Dataset rows on where objects appear
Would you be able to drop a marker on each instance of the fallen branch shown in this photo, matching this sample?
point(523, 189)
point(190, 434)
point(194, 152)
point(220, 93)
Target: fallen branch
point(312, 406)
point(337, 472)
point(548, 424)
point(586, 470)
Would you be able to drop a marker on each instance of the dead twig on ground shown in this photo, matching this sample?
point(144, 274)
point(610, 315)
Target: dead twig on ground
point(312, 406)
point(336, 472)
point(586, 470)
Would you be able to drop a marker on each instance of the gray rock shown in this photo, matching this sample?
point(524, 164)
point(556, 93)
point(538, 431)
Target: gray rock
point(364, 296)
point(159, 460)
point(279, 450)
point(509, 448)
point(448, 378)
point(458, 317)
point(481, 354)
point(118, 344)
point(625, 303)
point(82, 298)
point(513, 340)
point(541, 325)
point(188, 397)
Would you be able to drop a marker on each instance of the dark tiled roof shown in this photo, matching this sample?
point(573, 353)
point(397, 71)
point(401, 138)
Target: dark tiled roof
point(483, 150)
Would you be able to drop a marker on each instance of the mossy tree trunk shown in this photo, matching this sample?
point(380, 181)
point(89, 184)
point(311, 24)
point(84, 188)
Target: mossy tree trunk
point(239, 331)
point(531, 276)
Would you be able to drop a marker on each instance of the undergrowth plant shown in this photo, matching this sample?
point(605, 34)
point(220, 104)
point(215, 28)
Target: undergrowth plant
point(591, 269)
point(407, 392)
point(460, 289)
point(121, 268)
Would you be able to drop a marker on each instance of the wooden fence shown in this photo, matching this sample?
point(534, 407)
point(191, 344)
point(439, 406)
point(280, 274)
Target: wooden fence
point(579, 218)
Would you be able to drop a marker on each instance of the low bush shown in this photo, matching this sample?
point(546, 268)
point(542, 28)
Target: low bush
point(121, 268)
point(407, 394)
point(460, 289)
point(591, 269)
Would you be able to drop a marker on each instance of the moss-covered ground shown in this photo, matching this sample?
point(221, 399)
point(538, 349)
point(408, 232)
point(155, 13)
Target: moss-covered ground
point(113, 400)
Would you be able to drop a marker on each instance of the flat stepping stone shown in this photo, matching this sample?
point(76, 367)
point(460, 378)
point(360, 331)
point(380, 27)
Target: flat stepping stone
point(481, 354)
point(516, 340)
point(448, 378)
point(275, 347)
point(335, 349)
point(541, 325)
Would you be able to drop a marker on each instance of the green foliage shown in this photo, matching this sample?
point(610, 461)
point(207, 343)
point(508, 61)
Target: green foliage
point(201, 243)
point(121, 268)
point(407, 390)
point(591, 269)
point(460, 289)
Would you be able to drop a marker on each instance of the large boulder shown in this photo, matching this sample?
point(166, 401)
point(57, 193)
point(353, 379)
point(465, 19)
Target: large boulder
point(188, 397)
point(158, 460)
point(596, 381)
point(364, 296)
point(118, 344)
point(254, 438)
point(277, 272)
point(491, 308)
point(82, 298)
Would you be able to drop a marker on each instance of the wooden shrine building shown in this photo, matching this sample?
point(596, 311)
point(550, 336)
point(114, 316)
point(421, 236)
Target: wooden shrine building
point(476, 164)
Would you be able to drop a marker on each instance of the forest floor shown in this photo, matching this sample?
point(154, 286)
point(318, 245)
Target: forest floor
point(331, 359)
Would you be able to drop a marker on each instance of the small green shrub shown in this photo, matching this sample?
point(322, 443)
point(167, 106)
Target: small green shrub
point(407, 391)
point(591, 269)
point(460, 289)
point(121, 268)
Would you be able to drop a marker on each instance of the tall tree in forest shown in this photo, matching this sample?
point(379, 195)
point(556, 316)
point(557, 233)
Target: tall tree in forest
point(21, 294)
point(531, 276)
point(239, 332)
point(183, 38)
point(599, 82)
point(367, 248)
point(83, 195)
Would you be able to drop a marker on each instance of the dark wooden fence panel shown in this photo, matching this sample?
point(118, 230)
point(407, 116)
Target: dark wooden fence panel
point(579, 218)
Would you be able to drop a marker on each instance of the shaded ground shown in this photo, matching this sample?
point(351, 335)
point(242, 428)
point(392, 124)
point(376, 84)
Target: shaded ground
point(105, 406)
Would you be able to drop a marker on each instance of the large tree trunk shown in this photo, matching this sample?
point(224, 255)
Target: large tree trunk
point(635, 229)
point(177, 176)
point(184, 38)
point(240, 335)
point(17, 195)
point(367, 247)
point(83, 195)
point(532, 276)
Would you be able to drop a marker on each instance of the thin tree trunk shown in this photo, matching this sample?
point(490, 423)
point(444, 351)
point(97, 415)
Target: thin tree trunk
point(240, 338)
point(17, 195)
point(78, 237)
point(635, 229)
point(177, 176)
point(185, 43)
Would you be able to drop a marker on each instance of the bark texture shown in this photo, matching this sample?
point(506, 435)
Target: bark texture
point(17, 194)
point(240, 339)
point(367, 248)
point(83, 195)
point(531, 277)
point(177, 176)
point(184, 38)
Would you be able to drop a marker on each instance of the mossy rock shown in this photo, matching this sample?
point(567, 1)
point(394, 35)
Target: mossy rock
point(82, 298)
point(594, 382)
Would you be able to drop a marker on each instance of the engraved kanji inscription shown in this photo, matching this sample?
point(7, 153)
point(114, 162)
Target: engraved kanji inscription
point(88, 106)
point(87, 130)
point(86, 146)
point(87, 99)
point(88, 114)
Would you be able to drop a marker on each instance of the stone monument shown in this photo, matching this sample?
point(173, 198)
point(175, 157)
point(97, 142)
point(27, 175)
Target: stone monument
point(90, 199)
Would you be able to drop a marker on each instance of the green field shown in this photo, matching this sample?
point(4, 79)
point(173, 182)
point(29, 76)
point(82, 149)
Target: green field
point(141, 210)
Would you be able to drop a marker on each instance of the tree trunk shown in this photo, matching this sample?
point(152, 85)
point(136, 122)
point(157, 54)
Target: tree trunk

_Short task_
Without changing a word, restate the whole listing.

_Exercise solution_
Would you be able to drop a marker on each instance of the fallen branch shown in this photo, matching this sample?
point(523, 189)
point(190, 434)
point(194, 152)
point(220, 93)
Target: fallen branch
point(312, 406)
point(337, 472)
point(548, 424)
point(586, 470)
Would you be able to drop a marker on each instance of the dead twig on ground shown in this photo, matching this sample?
point(144, 274)
point(610, 315)
Target: dead twig on ground
point(312, 406)
point(336, 472)
point(586, 470)
Would you be able to drop a marker on each instance of the gray rock shown in this photo, matching this sample?
point(524, 164)
point(556, 93)
point(538, 431)
Target: gray rock
point(364, 296)
point(159, 460)
point(279, 450)
point(509, 448)
point(448, 378)
point(458, 317)
point(481, 354)
point(118, 344)
point(625, 303)
point(82, 298)
point(513, 340)
point(541, 325)
point(188, 397)
Would you be able to drop a marker on each instance of the dark tiled roof shown in this photo, matching this sample?
point(573, 353)
point(397, 71)
point(401, 138)
Target: dark tiled roof
point(483, 150)
Would you be able to drop a marker on each instance of the mossy tree trunk shown in this photo, matching this sample?
point(380, 181)
point(89, 184)
point(311, 24)
point(84, 188)
Target: mossy tree trunk
point(239, 331)
point(531, 276)
Would you be able to drop a marker on each instance of the undergrowth plant shown in this photo, matching this sample?
point(605, 34)
point(220, 104)
point(215, 28)
Target: undergrowth plant
point(591, 269)
point(407, 392)
point(460, 289)
point(121, 268)
Would you be able to drop a marker on each instance of the wooden fence shown in this photo, matching this sample?
point(534, 407)
point(191, 344)
point(439, 406)
point(280, 274)
Target: wooden fence
point(579, 218)
Would you be able to drop a marker on each instance of the low bush shown in this photo, matching this sample?
point(546, 268)
point(542, 28)
Target: low bush
point(121, 268)
point(407, 394)
point(460, 289)
point(591, 269)
Would you be able to drop a marker on each instance of the moss-covered ground shown in this photo, matching this sample?
point(221, 399)
point(538, 349)
point(408, 232)
point(155, 13)
Target: moss-covered ground
point(113, 400)
Would you be able to drop a marker on each instance of the flat stepping stone shown in this photo, matching this sample?
point(76, 367)
point(460, 378)
point(360, 331)
point(380, 27)
Target: flat stepping stone
point(481, 354)
point(516, 340)
point(448, 378)
point(275, 347)
point(335, 349)
point(541, 325)
Would you be able to drop a marker on each instance of the green foliage shown in this photo, matching this sample?
point(610, 461)
point(207, 343)
point(508, 61)
Target: green foliage
point(201, 243)
point(121, 268)
point(407, 390)
point(591, 269)
point(460, 289)
Would you be able to drop a marker on each instance of the large boulder shown in this photo, matching this sample?
point(166, 401)
point(57, 193)
point(353, 379)
point(465, 19)
Target: large boulder
point(188, 397)
point(158, 460)
point(596, 381)
point(364, 296)
point(118, 344)
point(254, 438)
point(277, 272)
point(491, 308)
point(82, 298)
Would you be able to drop a marker on each instance of the wooden shrine building shown in this photo, matching this sample?
point(596, 311)
point(550, 336)
point(114, 316)
point(421, 236)
Target: wooden shrine building
point(476, 164)
Would you be able to drop a marker on each instance of the forest floor shown in this photo, matching this sample?
point(154, 286)
point(318, 245)
Target: forest floor
point(331, 359)
Would you be able to drop a marker on each instance of the small green shrub shown in this photo, matching this sample?
point(322, 443)
point(167, 106)
Target: small green shrub
point(407, 391)
point(591, 269)
point(460, 289)
point(121, 268)
Would you be able to drop a marker on each instance of the tall tree in forest shown in this photo, matching this sample?
point(379, 195)
point(556, 316)
point(557, 233)
Target: tall tree in forest
point(21, 294)
point(531, 276)
point(239, 332)
point(183, 38)
point(599, 82)
point(367, 248)
point(83, 195)
Would you be able to drop a marker on each instance of the dark wooden fence panel shown in this photo, matching this sample?
point(118, 230)
point(407, 116)
Target: dark wooden fence panel
point(579, 218)
Would you be able to drop a marker on each instance of the shaded ground shown in this photo, matching this sample?
point(351, 335)
point(242, 428)
point(392, 124)
point(376, 84)
Target: shaded ground
point(105, 406)
Would you be able to drop a marker on each instance of the large tree trunk shown in this photo, matching this sample?
point(224, 255)
Target: large tree trunk
point(635, 229)
point(177, 176)
point(184, 38)
point(240, 335)
point(17, 195)
point(367, 247)
point(83, 195)
point(532, 276)
Would you be able to drop a marker on each instance of the thin tree trunk shown in this photo, matching this sample?
point(490, 423)
point(444, 351)
point(97, 415)
Target: thin tree trunk
point(240, 338)
point(17, 195)
point(78, 237)
point(635, 229)
point(177, 176)
point(185, 43)
Would you be able to drop a marker on each instance of the bark texture shown in this photo, matching this sample?
point(506, 435)
Target: bark texture
point(17, 194)
point(240, 339)
point(367, 248)
point(83, 195)
point(531, 277)
point(177, 176)
point(184, 38)
Would you be able to drop a marker on each instance of the mossy rock shown in this photo, matching this sample?
point(567, 1)
point(394, 35)
Target: mossy rock
point(82, 298)
point(594, 382)
Would you be able to drop a marker on each instance of the engraved kanji inscription shown in this photo, matching this sample?
point(7, 153)
point(114, 162)
Target: engraved kanji inscription
point(88, 106)
point(87, 130)
point(86, 146)
point(87, 99)
point(88, 114)
Would you be able to drop a marker on each instance of the stone monument shown in this photo, matching this sample?
point(173, 198)
point(175, 157)
point(97, 142)
point(27, 175)
Target: stone monument
point(90, 199)
Would you be able to drop a marker on each instance of the green field shown in this photo, matching this sample?
point(4, 79)
point(173, 182)
point(29, 76)
point(82, 149)
Target: green field
point(141, 210)
Would you be able to drop a marker on each instance of the tree trunk shown in this photo, matching this sample?
point(152, 85)
point(136, 122)
point(157, 54)
Target: tree trunk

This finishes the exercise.